**Goal of the exercise**. Name every airline carrier mentioned in the airfare text below.

**Document segment**.
** begin **

The six big network carriers—American, United, Delta, Northwest, Continental, and US Airways—said they paid $2.9 billion more for jet fuel during the first quarter of 2008. So why does Delta want to give me a $50 American Express card if I book a transcontinental flight?
The mainstream media is chockablock with stories claiming airfares are skyrocketing. Yet a typically alarmist tale in the New York Times last week was accompanied by a chart showing prices on five of 10 listed routes were the same or even lower than last year.
Stung by rising oil costs, airlines are raising fares with uncharacteristic gusto. But travelers may actually be paying less to fly because carriers are also discounting lustily to offset falling traffic and passenger resistance to the run-up in prices.
Sound insane? Of course it is. This is Fareland, a through-the-looking-glass world where computers change prices millions of times a day; no two customers ever pay the same amount for seats on the same flight; airlines have no idea how much a ticket should cost; and the industry can't successfully increase prices even when its largest manufacturing cost (fuel) has doubled in the last year.

** end **

**Listed entries**.
** begin **

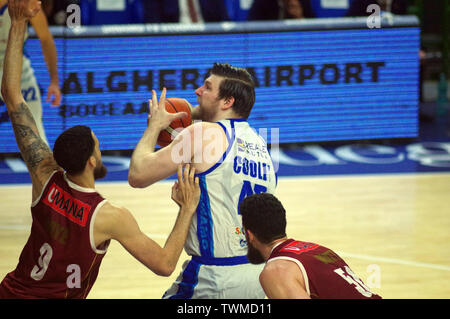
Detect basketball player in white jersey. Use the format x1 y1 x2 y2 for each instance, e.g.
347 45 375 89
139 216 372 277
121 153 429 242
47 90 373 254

** end **

**Exercise output**. American, United, Delta, Northwest, Continental, US Airways